* [PROBLEM TO SOLVE] Copy the records word for word, from the line containing "the metal grate?" through the line containing "[[[305,108],[307,109],[317,109],[317,102],[316,101],[305,102]]]", with both of those lines included, and omit the picture.

* [RECORDS PROVIDED]
-- start --
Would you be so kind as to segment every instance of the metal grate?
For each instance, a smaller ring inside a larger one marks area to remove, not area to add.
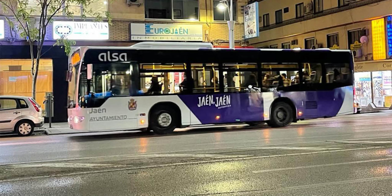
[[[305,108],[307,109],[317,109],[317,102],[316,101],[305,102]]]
-- end --
-- start --
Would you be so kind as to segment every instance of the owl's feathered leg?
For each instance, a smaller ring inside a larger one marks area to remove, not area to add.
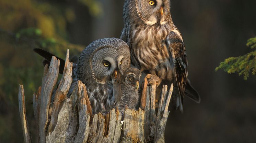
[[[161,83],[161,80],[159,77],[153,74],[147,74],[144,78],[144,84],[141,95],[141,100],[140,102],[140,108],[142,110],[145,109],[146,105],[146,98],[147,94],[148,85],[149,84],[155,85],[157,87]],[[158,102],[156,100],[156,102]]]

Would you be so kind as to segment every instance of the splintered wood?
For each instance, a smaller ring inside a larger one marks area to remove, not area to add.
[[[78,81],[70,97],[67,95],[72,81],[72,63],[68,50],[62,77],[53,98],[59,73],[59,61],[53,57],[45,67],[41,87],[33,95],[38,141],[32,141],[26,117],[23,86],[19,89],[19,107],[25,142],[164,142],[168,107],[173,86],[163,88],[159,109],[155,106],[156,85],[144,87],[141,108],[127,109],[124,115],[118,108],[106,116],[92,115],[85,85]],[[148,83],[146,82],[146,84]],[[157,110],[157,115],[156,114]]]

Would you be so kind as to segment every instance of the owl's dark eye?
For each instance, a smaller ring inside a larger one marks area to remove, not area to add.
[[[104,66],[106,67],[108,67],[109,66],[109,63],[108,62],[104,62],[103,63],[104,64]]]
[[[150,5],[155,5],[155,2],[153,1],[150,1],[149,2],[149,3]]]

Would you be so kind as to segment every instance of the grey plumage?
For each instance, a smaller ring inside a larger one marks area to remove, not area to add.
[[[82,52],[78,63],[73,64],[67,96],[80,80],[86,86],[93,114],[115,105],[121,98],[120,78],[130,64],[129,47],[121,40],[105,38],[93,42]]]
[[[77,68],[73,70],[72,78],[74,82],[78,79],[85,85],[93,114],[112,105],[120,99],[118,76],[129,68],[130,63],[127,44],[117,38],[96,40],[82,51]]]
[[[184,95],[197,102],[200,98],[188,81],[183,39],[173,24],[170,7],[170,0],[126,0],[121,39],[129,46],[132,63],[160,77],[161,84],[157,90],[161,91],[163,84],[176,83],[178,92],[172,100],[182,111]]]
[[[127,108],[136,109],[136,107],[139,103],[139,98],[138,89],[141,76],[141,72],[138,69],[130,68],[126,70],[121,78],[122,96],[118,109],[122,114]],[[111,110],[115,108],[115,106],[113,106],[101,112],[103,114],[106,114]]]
-- end --
-- start --
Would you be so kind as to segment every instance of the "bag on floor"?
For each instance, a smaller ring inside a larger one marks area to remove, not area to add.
-- end --
* [EXERCISE RESULT]
Would you be so kind as to segment every instance of the metal grate?
For each instance, a smaller ring inside a larger one marks area to remove, not area to add.
[[[305,108],[307,109],[317,109],[317,102],[316,101],[305,102]]]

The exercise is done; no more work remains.